- [Task brief]: The required output holds only the lines from the one containing "Target: hiking boot" through the end of the material below, copied exactly, please, with no pictures.

- [Records for the exercise]:

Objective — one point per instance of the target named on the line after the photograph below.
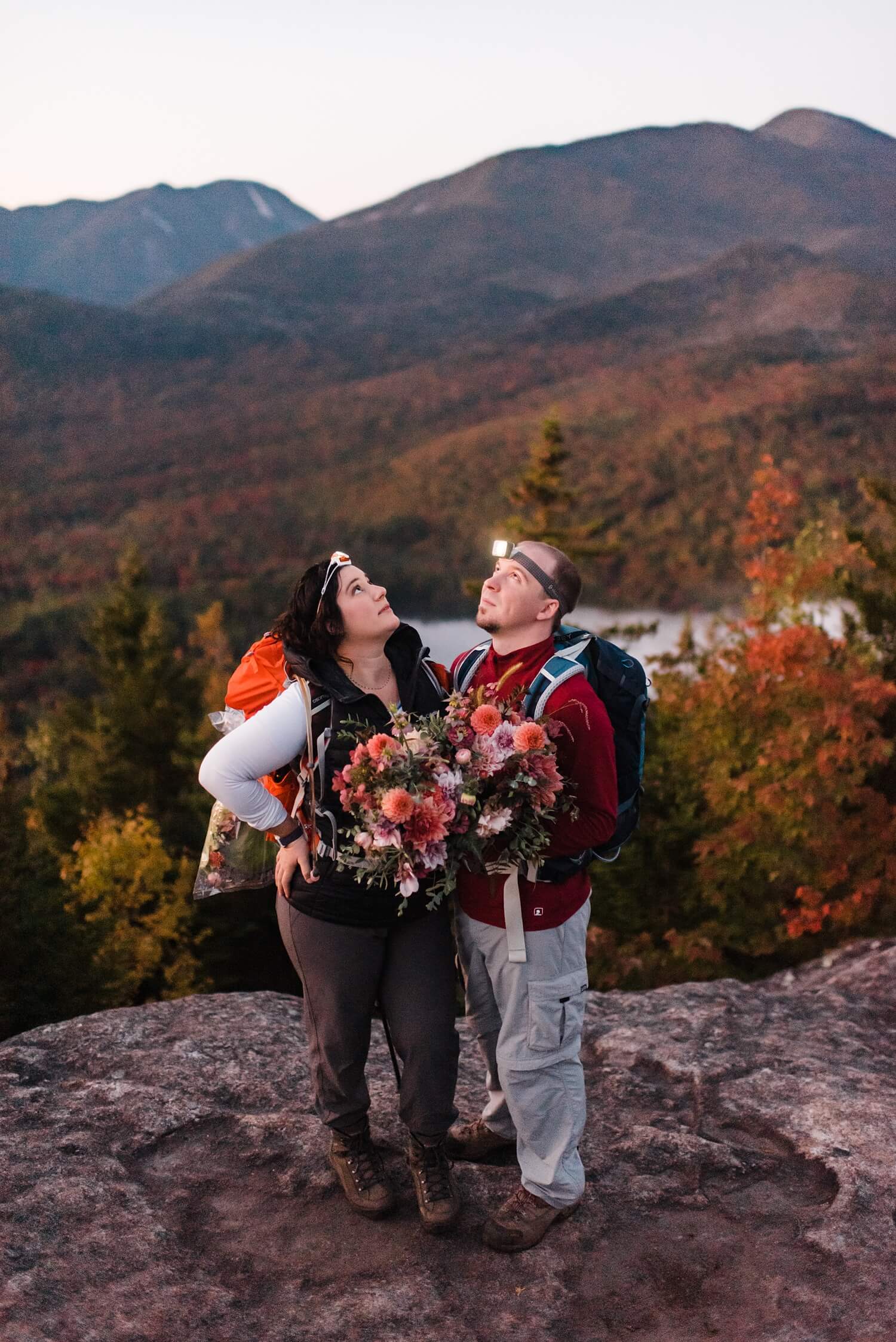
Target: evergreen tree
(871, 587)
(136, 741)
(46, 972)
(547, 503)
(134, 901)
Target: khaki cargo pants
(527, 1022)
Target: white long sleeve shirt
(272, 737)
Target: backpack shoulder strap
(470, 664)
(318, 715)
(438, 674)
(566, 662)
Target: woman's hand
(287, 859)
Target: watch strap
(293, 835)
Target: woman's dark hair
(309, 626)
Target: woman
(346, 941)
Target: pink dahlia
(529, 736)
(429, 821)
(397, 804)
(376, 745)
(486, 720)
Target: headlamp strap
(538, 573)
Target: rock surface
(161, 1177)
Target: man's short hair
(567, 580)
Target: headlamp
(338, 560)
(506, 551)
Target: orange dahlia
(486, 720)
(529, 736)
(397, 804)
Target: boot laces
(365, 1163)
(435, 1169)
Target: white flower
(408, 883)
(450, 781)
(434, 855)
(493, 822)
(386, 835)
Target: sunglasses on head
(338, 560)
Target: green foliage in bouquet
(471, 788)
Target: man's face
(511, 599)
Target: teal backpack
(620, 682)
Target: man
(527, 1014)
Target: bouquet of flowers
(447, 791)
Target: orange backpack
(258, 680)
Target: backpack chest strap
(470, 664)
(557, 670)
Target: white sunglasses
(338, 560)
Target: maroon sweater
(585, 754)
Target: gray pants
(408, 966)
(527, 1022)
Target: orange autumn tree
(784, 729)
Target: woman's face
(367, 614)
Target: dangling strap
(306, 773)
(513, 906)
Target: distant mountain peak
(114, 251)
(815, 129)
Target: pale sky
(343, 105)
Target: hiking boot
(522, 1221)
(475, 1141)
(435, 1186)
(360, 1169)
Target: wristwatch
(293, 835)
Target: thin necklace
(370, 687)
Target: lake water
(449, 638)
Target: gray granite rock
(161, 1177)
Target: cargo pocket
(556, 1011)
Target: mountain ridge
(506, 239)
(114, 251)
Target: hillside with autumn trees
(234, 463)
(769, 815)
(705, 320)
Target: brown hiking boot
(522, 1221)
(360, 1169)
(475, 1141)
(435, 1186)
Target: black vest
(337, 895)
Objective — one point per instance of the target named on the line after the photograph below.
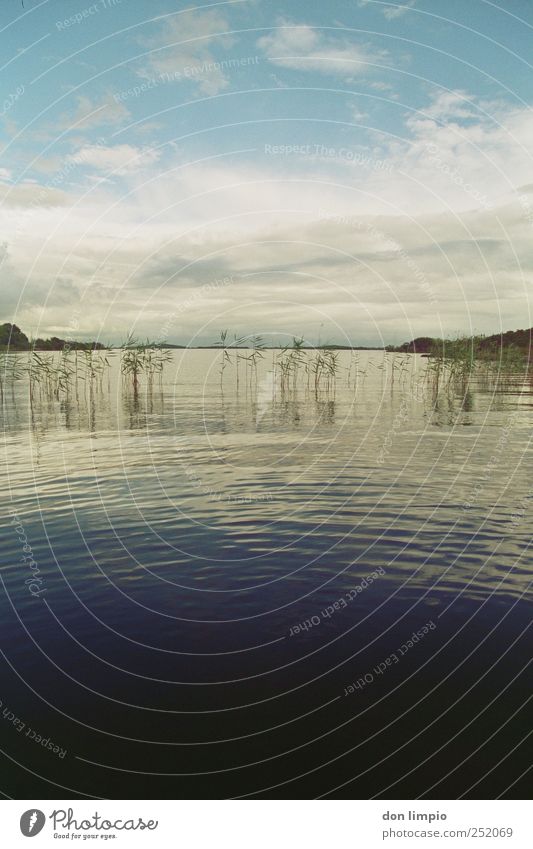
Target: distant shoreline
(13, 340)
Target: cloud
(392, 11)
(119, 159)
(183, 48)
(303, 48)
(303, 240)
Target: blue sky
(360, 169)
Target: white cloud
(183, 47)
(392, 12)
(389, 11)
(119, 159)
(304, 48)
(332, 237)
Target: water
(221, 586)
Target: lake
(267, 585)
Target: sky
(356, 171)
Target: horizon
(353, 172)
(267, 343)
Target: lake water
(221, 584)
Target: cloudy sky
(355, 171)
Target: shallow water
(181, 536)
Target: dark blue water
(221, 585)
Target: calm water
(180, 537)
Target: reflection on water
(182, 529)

- [Answer]:
Target: hiking boot
(522, 1221)
(475, 1141)
(435, 1186)
(360, 1169)
Target: wristwatch
(293, 835)
Target: thin necklace
(370, 687)
Target: lake water
(449, 638)
Target: gray granite rock
(161, 1177)
Target: cargo pocket
(556, 1011)
Target: mountain ridge
(506, 239)
(114, 251)
Target: hillside with autumn trees
(234, 463)
(769, 815)
(705, 320)
Target: brown hiking boot
(522, 1221)
(360, 1169)
(475, 1141)
(435, 1186)
Target: black vest
(337, 895)
Objective — one point per instance of the target named on the line after the photograph below.
Target: distant shoreline
(13, 340)
Target: cloud
(392, 11)
(119, 159)
(183, 48)
(303, 48)
(303, 240)
Target: blue sky
(360, 169)
Target: white cloud
(183, 47)
(392, 12)
(389, 11)
(119, 159)
(304, 48)
(332, 237)
Target: water
(221, 586)
Target: lake
(267, 585)
Target: sky
(356, 171)
Target: horizon
(353, 172)
(267, 343)
Target: lake water
(221, 584)
Target: cloudy sky
(355, 171)
Target: shallow water
(181, 536)
Target: dark blue water
(221, 585)
Target: calm water
(180, 537)
Target: reflection on water
(182, 529)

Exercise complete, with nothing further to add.